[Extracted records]

---*---

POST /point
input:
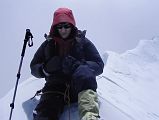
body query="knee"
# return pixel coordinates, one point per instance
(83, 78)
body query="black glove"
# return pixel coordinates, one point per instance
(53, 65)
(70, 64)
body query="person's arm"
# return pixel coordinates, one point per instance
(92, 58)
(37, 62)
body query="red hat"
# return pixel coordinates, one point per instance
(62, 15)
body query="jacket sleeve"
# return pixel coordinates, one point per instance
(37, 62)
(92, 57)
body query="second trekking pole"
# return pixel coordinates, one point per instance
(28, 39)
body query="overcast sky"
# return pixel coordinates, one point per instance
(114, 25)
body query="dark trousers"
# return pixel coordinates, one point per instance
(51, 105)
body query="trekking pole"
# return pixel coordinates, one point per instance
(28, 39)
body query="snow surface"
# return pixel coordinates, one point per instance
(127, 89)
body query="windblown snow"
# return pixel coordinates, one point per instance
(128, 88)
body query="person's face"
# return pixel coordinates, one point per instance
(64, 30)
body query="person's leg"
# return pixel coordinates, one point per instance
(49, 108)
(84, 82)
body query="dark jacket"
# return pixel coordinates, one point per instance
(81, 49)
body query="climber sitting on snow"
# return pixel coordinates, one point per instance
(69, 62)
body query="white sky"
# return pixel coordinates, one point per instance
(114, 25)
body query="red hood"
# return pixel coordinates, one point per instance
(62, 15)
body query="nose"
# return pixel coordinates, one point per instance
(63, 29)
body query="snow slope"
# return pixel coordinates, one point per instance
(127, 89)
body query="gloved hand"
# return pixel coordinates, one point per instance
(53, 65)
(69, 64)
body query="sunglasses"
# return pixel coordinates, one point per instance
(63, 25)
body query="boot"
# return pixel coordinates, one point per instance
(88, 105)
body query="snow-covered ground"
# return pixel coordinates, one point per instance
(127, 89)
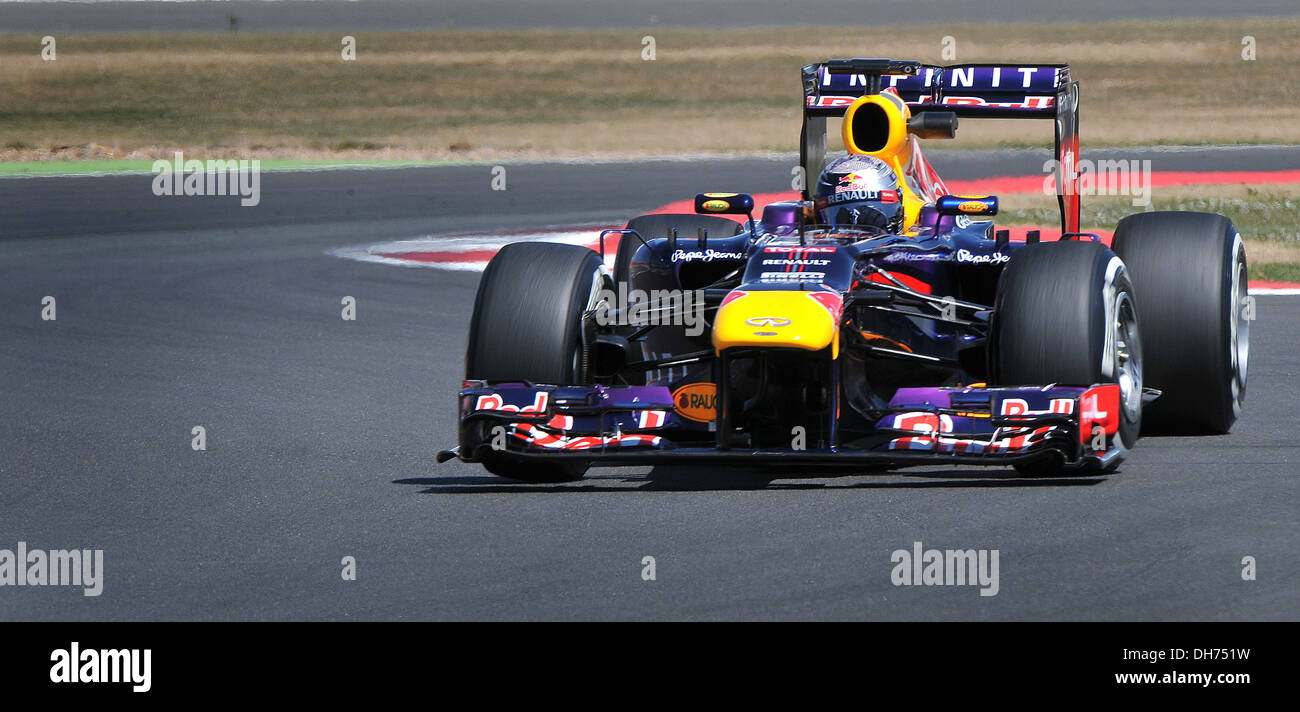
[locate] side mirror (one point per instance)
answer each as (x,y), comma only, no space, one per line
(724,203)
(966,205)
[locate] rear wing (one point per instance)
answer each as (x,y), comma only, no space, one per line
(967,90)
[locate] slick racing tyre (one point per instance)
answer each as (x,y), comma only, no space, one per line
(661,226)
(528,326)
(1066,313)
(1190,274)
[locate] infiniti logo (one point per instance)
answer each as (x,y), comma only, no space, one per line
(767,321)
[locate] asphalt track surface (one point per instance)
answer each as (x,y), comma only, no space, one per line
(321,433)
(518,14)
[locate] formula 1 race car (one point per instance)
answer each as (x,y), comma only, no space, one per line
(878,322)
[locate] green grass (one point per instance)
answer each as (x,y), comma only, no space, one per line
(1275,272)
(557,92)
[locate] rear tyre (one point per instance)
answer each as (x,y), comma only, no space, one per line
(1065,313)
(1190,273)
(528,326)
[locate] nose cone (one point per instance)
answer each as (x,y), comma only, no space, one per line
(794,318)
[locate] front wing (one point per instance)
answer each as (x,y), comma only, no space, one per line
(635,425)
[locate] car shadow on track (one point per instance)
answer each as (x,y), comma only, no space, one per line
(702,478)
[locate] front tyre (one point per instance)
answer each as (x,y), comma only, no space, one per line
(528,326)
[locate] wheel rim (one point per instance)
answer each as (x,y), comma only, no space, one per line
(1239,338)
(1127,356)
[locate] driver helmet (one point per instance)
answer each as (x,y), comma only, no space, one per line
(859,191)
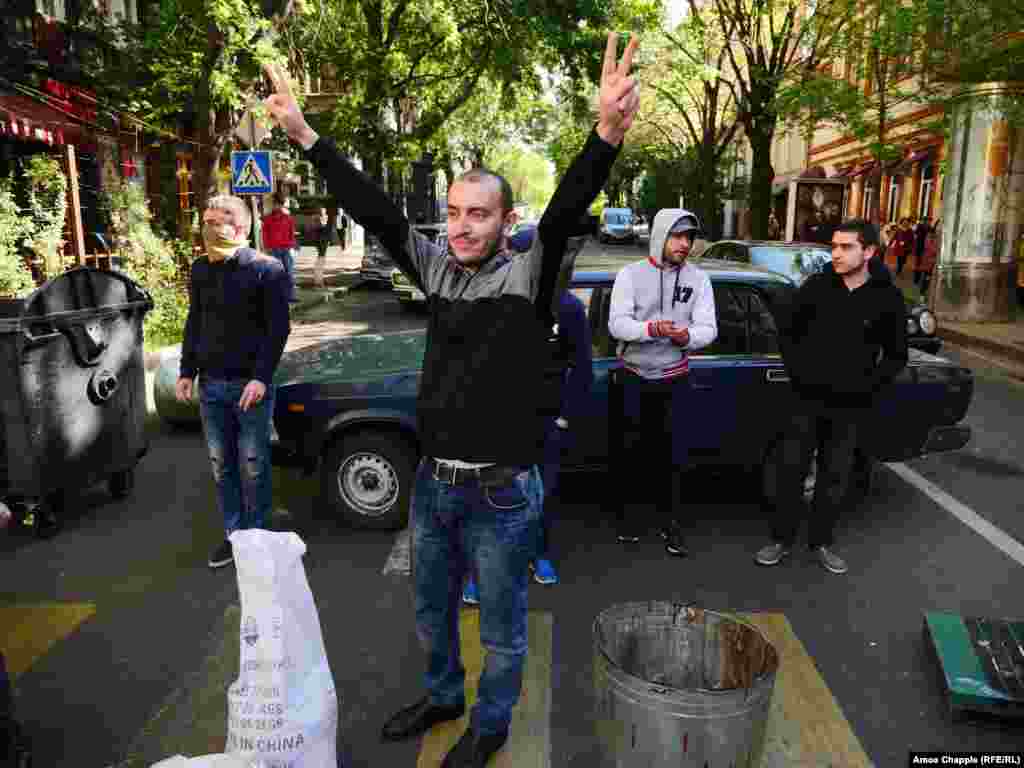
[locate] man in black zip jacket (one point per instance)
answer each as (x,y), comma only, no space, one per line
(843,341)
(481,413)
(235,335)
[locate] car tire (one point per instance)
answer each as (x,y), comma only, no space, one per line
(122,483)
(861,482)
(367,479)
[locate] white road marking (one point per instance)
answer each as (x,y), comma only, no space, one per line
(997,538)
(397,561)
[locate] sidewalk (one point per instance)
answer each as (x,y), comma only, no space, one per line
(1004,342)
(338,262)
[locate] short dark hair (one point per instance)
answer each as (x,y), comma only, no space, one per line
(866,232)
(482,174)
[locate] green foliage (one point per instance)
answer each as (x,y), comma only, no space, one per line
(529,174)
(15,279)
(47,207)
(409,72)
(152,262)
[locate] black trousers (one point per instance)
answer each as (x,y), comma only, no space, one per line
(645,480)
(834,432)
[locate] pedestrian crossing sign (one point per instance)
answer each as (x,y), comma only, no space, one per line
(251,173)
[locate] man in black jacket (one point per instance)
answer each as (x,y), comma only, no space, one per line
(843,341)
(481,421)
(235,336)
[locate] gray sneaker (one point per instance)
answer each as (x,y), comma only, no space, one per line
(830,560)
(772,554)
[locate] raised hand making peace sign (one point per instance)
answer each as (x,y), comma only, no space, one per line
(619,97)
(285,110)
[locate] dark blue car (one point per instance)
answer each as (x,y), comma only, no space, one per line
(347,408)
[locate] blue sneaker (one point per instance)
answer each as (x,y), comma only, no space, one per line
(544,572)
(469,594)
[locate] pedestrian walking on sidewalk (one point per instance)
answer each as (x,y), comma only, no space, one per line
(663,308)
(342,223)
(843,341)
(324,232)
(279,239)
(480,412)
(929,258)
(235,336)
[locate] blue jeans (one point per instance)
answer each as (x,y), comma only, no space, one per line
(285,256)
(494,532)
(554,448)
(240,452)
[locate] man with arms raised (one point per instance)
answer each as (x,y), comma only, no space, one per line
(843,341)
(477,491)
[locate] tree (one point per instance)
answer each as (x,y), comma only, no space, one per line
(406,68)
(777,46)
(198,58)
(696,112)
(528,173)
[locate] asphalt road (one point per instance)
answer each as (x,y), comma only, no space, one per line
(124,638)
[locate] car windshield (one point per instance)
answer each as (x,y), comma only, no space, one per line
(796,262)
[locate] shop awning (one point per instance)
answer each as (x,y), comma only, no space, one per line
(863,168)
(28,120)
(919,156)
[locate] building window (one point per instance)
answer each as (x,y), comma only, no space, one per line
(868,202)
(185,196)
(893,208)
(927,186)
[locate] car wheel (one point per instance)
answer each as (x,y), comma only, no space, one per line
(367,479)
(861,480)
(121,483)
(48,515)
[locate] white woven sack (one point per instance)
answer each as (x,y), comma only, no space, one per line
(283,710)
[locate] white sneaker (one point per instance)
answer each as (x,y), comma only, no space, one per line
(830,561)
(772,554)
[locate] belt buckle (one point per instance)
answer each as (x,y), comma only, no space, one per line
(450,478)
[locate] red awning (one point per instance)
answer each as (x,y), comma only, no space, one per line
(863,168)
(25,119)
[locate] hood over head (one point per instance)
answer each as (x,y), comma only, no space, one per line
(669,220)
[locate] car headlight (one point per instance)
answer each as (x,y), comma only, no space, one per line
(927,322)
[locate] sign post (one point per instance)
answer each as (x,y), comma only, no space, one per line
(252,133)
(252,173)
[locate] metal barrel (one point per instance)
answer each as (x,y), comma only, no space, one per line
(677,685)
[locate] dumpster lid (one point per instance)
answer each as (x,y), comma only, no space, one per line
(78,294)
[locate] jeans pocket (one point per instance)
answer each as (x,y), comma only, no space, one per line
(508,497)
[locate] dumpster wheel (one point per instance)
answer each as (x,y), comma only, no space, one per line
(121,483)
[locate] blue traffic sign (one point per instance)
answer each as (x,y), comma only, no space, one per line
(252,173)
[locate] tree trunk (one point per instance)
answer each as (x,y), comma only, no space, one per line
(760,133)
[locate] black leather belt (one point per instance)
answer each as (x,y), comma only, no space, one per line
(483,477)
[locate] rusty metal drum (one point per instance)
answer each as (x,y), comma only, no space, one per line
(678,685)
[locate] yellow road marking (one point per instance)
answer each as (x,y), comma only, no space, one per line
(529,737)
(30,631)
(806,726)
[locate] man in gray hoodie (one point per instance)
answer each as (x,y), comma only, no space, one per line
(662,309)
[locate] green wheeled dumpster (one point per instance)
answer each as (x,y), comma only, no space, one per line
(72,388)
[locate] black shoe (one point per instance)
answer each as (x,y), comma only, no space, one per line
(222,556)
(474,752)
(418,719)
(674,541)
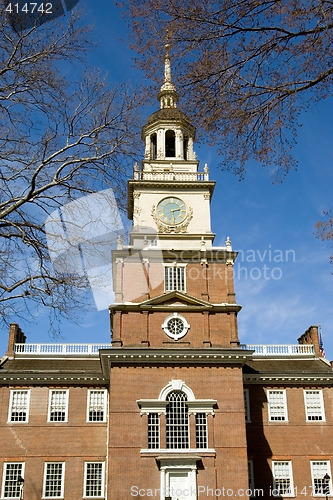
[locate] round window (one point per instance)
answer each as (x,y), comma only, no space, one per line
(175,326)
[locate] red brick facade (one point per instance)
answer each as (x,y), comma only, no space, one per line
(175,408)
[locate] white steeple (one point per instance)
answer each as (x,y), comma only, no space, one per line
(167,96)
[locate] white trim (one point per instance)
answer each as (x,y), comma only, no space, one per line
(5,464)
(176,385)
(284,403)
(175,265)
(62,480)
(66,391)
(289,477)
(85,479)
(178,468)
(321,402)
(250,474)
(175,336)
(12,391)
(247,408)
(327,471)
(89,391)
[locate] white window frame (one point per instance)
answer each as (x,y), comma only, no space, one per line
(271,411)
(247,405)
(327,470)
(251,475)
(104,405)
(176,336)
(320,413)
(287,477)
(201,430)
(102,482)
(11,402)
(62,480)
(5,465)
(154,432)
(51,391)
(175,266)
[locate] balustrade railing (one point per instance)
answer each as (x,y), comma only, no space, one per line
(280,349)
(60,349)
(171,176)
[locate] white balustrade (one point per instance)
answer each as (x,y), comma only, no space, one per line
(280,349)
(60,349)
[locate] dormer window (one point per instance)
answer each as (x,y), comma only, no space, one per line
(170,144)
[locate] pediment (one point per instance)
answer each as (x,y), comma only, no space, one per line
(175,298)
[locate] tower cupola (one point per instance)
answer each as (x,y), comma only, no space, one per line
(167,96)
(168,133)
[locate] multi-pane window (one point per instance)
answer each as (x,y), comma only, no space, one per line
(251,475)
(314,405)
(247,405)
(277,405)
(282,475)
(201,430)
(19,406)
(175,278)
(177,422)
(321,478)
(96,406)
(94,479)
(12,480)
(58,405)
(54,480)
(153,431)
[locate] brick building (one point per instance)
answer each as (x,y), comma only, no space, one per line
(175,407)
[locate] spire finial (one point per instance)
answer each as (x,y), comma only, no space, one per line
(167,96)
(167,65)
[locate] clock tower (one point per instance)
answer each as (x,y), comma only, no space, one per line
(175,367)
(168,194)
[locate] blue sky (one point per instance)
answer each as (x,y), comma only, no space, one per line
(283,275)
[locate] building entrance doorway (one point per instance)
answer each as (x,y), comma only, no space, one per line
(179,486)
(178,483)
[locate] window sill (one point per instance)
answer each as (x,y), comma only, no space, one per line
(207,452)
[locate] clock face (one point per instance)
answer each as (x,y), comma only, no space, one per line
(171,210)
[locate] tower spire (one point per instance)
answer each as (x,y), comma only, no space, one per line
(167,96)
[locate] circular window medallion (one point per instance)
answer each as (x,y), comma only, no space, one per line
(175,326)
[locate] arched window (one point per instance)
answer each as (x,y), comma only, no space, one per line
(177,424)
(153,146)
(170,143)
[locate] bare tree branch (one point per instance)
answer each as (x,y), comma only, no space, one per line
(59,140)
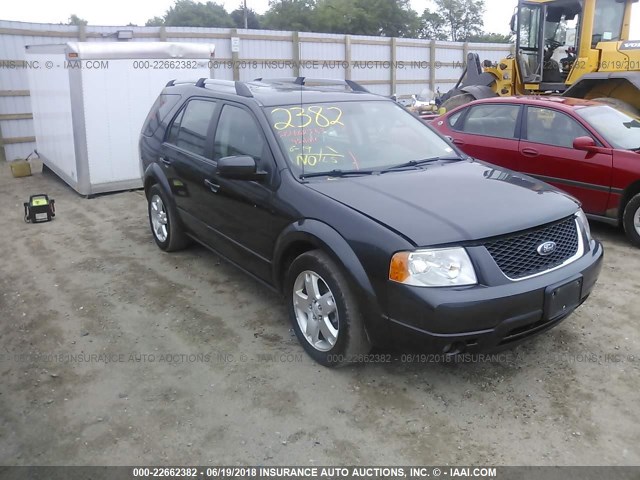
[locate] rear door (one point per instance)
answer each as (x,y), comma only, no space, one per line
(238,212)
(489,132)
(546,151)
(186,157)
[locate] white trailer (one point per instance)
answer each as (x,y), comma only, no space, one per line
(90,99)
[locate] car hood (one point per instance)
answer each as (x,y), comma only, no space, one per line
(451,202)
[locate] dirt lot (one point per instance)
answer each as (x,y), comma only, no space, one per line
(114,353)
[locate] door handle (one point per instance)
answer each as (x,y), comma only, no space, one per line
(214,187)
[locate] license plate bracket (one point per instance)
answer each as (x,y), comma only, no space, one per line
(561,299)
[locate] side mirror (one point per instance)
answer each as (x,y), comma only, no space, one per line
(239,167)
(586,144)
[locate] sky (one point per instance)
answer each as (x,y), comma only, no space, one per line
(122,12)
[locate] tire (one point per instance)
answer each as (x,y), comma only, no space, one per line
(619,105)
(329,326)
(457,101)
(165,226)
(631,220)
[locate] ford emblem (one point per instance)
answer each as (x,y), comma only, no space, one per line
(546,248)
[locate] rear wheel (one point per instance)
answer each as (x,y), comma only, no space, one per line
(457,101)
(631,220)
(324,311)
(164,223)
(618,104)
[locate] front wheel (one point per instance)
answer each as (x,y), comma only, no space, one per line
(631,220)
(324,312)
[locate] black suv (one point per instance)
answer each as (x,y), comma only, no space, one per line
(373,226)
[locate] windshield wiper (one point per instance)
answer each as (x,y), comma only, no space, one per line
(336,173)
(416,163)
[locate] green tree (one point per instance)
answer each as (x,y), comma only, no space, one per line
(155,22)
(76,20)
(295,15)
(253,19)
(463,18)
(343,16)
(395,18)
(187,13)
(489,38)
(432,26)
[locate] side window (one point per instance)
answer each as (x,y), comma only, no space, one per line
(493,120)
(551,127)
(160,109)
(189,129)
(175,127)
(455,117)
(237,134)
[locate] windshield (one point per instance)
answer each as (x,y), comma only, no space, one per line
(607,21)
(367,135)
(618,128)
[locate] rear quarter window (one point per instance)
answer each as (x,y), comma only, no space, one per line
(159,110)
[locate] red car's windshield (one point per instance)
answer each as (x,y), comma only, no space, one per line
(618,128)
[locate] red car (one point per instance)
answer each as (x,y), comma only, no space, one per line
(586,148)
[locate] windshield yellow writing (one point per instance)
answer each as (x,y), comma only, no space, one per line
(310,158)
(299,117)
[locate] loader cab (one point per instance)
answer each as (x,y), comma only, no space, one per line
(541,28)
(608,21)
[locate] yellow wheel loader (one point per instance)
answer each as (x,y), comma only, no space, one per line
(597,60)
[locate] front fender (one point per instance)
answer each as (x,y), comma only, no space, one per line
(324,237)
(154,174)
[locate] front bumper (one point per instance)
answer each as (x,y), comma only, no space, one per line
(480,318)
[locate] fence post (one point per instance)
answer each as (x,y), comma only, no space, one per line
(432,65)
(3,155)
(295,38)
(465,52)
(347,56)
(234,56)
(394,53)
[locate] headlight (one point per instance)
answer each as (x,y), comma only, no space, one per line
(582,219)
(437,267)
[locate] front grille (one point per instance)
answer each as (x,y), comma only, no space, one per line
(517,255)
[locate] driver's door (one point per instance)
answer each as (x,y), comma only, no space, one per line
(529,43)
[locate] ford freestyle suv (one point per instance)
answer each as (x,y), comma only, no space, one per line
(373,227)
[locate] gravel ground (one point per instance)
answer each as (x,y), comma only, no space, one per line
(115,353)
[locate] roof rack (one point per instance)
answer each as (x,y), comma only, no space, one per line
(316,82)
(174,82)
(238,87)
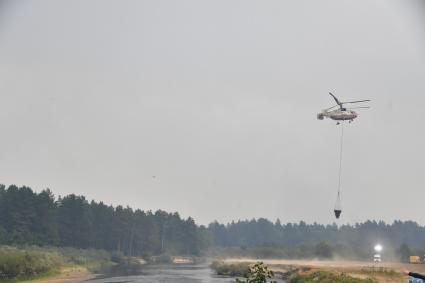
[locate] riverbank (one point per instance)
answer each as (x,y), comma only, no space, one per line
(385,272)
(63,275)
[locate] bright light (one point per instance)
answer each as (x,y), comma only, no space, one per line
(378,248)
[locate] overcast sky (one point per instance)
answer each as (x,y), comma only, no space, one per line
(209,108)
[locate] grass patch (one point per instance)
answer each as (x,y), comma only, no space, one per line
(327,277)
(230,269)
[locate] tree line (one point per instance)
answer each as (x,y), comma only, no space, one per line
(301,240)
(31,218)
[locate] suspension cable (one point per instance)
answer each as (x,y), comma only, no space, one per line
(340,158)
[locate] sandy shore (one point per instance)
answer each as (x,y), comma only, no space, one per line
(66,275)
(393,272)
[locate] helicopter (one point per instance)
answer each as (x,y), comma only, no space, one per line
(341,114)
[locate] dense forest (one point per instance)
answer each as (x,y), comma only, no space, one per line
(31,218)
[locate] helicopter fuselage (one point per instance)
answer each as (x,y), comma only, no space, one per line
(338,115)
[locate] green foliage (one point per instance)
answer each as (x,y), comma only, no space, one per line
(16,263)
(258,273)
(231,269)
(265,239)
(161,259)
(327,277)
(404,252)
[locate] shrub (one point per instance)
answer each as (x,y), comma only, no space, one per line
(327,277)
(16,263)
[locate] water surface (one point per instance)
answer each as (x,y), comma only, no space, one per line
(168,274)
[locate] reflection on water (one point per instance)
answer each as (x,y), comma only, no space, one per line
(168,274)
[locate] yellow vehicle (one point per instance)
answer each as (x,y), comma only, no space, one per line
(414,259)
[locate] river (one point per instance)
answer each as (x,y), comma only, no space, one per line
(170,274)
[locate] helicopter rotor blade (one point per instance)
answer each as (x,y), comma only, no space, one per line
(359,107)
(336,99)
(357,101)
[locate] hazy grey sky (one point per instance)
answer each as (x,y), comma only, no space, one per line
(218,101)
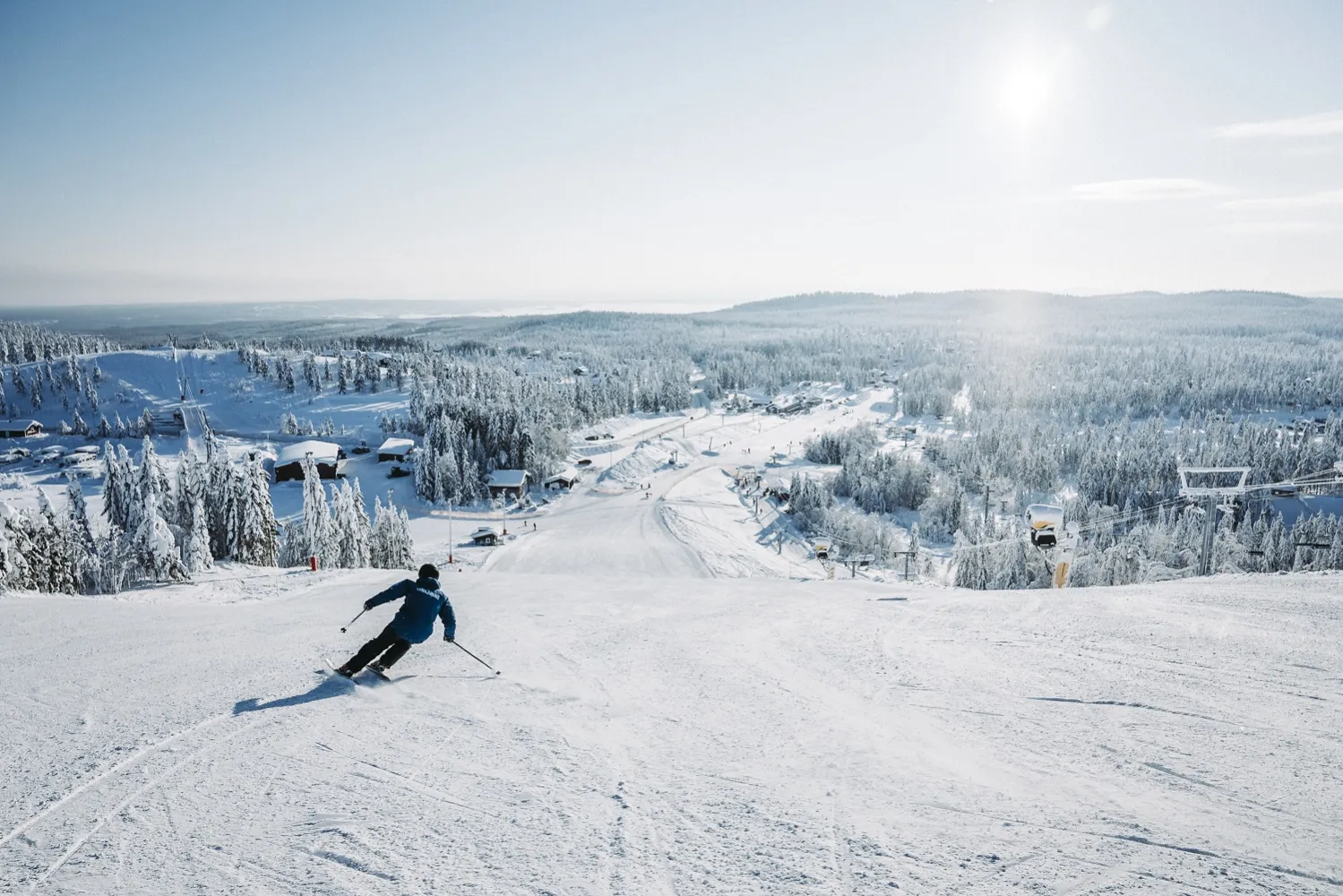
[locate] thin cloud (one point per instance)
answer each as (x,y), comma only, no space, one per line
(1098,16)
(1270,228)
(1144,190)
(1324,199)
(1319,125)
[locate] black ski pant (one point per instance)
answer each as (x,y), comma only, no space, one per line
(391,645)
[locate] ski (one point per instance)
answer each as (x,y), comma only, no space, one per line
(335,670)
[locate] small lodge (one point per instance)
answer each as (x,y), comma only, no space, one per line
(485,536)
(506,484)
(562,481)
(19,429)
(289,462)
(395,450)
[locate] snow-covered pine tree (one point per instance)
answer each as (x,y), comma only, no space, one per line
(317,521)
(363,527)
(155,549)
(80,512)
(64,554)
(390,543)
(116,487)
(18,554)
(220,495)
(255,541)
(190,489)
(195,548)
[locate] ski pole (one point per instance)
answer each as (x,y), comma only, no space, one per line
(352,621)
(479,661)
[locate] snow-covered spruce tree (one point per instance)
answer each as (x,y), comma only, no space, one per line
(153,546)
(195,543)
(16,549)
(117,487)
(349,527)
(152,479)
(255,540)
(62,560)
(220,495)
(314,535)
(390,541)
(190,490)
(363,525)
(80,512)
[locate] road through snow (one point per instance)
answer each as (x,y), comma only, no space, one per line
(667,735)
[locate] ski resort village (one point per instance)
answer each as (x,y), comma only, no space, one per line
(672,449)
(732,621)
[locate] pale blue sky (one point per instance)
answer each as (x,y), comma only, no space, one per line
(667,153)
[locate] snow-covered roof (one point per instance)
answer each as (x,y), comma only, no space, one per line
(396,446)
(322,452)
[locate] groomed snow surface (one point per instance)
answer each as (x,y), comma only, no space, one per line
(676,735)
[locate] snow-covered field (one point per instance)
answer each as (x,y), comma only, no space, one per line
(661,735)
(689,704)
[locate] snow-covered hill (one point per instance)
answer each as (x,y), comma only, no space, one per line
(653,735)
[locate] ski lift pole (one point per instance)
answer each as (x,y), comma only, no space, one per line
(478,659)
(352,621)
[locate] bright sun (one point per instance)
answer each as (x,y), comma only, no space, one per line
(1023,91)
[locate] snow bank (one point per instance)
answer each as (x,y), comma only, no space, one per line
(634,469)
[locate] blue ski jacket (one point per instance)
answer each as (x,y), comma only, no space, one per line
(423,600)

---*---

● **Task requirements**:
Copy all lines from the entries that contain the word "spire".

● **Written response**:
[locate] spire finial (one point per instance)
[locate] tower spire (one point per instance)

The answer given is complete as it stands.